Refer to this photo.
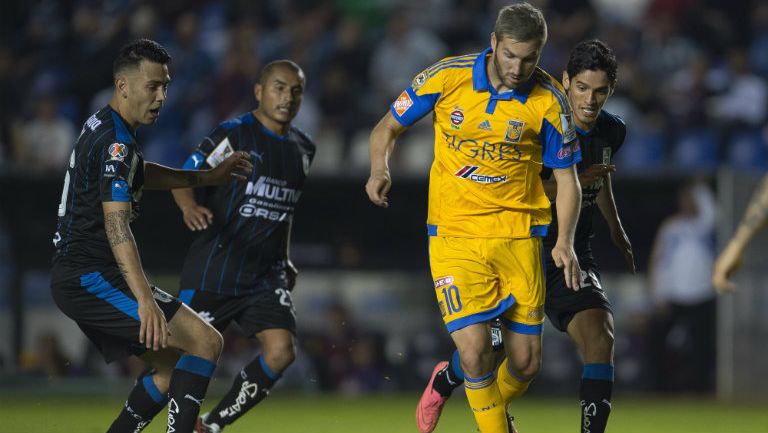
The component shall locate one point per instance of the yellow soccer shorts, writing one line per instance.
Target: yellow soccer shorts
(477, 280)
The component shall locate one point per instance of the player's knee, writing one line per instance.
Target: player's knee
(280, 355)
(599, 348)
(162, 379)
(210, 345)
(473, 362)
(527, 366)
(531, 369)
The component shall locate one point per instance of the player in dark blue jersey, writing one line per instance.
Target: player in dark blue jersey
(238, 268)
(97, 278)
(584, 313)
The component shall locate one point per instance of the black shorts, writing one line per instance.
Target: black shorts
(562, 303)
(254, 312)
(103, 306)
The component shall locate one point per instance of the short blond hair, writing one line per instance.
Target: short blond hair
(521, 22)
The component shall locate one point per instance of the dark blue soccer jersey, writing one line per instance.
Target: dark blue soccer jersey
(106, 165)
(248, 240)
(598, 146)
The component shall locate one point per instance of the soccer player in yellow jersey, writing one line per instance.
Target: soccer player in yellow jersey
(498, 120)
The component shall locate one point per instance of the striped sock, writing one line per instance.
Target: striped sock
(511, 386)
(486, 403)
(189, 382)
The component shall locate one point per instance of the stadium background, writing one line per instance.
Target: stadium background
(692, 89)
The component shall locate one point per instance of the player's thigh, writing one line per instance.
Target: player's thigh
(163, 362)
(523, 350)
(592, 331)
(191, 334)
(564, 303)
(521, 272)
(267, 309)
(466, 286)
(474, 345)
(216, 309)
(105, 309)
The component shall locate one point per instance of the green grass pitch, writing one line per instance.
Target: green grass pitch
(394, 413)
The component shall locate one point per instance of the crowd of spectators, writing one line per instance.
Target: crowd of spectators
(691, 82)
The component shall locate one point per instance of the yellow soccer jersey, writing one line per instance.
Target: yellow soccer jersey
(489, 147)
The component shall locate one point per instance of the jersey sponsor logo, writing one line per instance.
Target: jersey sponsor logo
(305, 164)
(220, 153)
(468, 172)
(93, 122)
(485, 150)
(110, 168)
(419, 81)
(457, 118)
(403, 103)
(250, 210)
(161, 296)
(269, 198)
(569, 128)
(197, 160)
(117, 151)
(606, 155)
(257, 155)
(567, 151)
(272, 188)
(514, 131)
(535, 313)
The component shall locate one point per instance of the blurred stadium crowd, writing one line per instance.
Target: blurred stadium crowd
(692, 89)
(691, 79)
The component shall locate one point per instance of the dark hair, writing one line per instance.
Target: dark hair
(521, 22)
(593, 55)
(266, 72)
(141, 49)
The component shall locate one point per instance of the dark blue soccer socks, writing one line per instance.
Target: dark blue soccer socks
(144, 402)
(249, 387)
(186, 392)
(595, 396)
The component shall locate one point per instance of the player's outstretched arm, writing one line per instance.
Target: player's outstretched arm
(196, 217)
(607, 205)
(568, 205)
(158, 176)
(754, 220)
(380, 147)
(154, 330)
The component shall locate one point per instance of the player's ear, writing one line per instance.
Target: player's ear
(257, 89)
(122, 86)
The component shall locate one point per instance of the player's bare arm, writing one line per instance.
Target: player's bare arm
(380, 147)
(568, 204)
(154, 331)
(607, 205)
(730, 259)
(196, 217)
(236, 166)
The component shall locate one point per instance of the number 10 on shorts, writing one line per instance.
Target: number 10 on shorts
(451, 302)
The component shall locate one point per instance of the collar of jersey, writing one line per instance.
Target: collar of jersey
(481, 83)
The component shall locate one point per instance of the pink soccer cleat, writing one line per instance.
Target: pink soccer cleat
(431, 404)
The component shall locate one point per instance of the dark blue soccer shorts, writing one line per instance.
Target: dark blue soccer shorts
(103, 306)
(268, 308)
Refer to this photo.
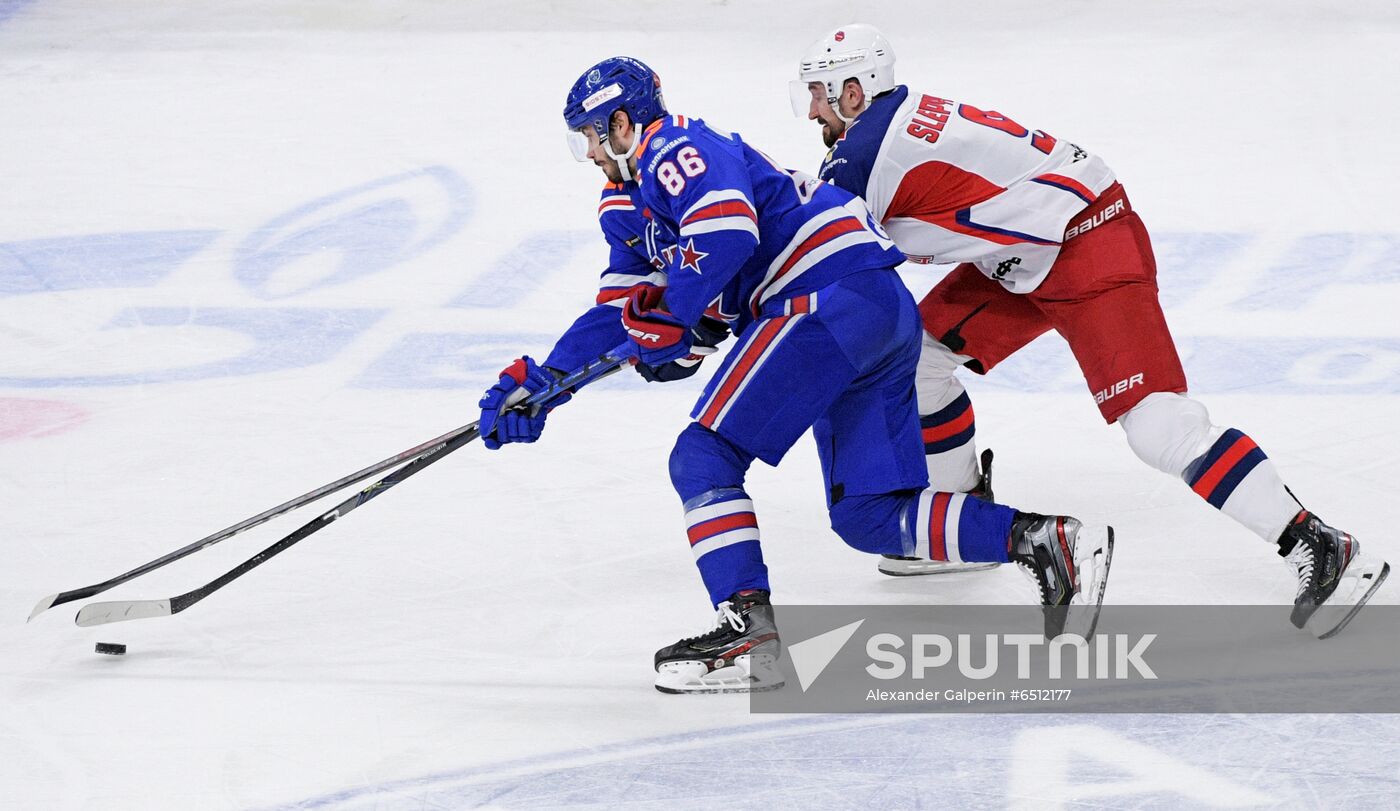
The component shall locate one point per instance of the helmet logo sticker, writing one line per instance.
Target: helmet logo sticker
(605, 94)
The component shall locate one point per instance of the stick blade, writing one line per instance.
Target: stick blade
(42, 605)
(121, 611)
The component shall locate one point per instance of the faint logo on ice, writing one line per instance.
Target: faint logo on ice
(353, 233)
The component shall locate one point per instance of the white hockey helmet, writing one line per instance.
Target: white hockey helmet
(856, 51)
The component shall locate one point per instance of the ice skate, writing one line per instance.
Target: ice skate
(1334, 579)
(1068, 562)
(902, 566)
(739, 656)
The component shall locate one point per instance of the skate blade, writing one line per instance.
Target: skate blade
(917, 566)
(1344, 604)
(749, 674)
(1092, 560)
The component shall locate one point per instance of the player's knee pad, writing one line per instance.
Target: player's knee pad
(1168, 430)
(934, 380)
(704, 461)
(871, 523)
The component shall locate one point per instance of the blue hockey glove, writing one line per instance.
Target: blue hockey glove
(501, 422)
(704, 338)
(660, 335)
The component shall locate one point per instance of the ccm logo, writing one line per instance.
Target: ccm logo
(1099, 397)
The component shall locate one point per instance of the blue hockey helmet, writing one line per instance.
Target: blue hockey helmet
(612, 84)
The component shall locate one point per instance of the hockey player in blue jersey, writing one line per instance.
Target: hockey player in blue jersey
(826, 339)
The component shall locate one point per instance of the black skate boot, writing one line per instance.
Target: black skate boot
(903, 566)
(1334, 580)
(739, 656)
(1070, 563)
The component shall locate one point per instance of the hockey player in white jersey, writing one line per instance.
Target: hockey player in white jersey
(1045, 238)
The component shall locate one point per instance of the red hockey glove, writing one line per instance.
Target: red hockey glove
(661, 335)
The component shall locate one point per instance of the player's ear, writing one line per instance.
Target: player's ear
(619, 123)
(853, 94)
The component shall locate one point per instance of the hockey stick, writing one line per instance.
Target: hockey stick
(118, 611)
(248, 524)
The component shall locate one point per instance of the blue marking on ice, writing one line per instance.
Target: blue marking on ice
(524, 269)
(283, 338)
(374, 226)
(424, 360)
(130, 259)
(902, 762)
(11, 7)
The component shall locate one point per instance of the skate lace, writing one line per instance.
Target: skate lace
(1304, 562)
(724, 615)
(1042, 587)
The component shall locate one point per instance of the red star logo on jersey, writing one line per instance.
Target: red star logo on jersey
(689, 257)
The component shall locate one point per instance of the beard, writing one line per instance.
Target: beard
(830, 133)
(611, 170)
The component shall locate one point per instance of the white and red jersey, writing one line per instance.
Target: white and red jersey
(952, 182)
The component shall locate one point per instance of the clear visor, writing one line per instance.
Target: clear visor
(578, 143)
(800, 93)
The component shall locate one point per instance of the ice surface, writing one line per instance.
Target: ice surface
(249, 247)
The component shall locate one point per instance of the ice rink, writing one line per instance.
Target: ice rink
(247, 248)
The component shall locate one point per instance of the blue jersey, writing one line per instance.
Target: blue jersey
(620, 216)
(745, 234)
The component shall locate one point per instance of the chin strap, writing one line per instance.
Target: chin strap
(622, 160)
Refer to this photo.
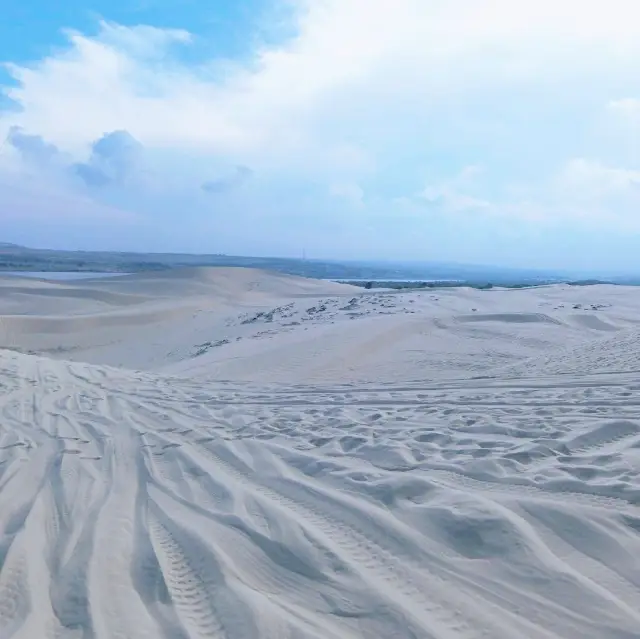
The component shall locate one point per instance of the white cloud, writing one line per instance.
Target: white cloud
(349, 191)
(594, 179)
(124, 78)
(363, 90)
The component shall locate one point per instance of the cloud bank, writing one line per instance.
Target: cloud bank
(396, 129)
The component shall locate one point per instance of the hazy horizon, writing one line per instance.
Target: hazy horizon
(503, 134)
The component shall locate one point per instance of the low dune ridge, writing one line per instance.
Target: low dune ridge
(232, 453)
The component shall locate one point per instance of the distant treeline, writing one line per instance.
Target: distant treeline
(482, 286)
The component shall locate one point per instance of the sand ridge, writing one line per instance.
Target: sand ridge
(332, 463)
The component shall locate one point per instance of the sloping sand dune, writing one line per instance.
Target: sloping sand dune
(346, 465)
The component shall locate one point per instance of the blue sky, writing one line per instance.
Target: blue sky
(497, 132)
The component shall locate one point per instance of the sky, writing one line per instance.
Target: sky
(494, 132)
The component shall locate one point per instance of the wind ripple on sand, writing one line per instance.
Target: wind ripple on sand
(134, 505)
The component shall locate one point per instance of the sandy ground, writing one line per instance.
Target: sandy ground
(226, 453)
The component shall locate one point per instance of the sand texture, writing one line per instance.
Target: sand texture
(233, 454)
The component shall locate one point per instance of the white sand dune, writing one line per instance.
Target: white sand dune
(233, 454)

* * * * * * *

## Directions
Put each line from the one containing "The component shall locate one point per instance of the sandy" through the end of the entries into a Markdown table with the columns Row and Text, numbering the rows in the Row column and omitting any blank lines.

## Task solution
| Row | Text |
|---|---|
| 1 | The component shall locate one point per instance of the sandy ground, writing one line per instance. |
| 2 | Target: sandy ground |
| 3 | (226, 453) |
| 4 | The component shall locate one point per instance of the sand texture, writing one line per instance. |
| 5 | Target: sand texture |
| 6 | (233, 454) |
| 7 | The component shall locate one point per instance of the white sand dune, writing one line per instance. |
| 8 | Target: white sand dune |
| 9 | (233, 454) |